**WORK TO DO**:
Update the lines below by replacing "precise coordinates" with "exact coordinates" everywhere it appears, and leave everything else the same.

BEGIN TASK DATA

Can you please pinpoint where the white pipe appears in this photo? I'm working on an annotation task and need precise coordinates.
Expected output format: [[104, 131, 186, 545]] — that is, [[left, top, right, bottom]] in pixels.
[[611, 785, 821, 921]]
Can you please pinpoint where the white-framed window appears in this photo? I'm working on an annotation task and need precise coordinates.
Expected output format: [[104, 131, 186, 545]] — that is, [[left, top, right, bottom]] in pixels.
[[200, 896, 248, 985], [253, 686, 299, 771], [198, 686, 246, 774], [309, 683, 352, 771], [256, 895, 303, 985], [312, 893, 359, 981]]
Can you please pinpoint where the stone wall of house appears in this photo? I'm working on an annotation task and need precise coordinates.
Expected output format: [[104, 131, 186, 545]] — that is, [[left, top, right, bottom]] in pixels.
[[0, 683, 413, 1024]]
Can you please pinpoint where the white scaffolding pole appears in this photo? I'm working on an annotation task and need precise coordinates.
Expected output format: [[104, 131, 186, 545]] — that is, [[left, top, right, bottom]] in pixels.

END TASK DATA

**ANSWER BELOW**:
Can you please pinpoint where the white pipe appears in this photo? I'm working on an annotation task and need exact coordinates.
Expected output format: [[104, 131, 186, 545]] — that is, [[left, top, right, bottom]] in pixels.
[[611, 785, 821, 921]]
Can you please pinpoint where the white-framed window appears in this photo? I'm working on an annotation task and need exact coordinates.
Expected output format: [[104, 131, 186, 545]] — that is, [[left, top, right, bottom]] in pixels.
[[200, 896, 248, 985], [253, 686, 299, 771], [198, 686, 246, 774], [309, 683, 352, 771], [256, 895, 303, 985], [312, 893, 359, 981]]
Can you please pinpoint where the stone wall of house appears in this photo? I'm working on an annotation task and need exact coordinates.
Expected output format: [[104, 131, 186, 545]] — that is, [[left, top, right, bottom]] in pixels.
[[0, 683, 413, 1024]]
Can you please pinpoint where the white scaffolding pole appears in this photo? I'm working on an annotation task and need exact coordinates.
Expected output format: [[104, 131, 186, 545]] — that is, [[left, top, right, bottom]] in pixels.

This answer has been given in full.